*PROBLEM STATEMENT*
Begin with the line that holds "Target: black bag" and repeat each line after it exactly, ending with the last line of the listing.

*SOURCE MATERIAL*
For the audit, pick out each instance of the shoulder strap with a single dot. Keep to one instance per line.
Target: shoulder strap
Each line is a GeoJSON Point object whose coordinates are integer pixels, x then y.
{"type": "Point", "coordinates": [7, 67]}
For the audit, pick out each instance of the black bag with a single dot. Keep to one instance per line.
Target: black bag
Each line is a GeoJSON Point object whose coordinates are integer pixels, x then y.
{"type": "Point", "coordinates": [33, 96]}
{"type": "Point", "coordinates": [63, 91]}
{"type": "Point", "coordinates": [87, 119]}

*EXERCISE ANSWER*
Target: black bag
Each line is a GeoJSON Point object whose coordinates are integer pixels, x then y.
{"type": "Point", "coordinates": [33, 96]}
{"type": "Point", "coordinates": [63, 91]}
{"type": "Point", "coordinates": [87, 119]}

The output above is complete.